▶ PROBLEM SET
1 - In the text on Cuba's economic reforms, how does Díaz describe the decision-making process?
2 - Condense the paragraph in the text on Cuba's economic reforms that begins "Diaz adds that there is a problem" into a bulleted list that keeps its main facts.

[TEXT — start]

The evidence is overwhelming: the pandemic has swept everywhere, in most economic sectors, in any form of management. In the case of Cuba, these effects only add to the crisis that the country was already facing. All this, explains Díaz, makes even more clear the feeling of urgency for reforms.
“The Communist Party and the new constitution state that small and medium-sized companies could be constituted. There is also the strategy of making self-employment more flexible and of recognizing these MSMEs. I think they are working on that. However, it is a long and slow decision-making process, at various levels,” she insists.
Diaz adds that there is a problem that will be difficult to solve in the short term. “If the government maintains that the state must dominate everything, what space will the cooperative and private sectors have? You have to start with these definitions, things that are not in the strategy. What place do the socialist state enterprises have to occupy, being the central axis of the country’s economy? This is something yet to be defined.”
“For example, ownership of the land or the mines belongs to the state, but does everything have to be exploited by it? But this has not been done. The participation of the state is still understood as the one that manages, not just the property owner. It is a situation where what is left to the rest of the forms of management has not been defined.” Until these issues are resolved, there will not be, for example, a list of vetoed activities, as announced in August.

[TEXT — finish]
[GIVEN ENTRIES — start]

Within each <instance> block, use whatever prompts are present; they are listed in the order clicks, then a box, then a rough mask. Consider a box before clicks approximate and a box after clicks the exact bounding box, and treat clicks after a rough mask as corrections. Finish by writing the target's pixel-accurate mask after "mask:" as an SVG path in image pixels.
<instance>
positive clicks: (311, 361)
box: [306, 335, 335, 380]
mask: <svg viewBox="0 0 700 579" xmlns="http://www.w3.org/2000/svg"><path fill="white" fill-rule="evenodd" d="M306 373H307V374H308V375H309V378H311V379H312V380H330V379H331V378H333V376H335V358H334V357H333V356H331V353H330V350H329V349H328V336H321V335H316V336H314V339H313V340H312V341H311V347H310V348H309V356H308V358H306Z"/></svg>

[GIVEN ENTRIES — finish]

▶ EXPECTED RESULTS
1 - She describes it as a long and slow process that takes place at various levels.

2 -
- Diaz says there is a problem that will be difficult to solve in the short term.
- If the government maintains that the state must dominate everything, it is unclear what space the cooperative and private sectors will have.
- These definitions must come first, but they are not in the strategy.
- The place that socialist state enterprises, as the central axis of the economy, are to occupy is yet to be defined.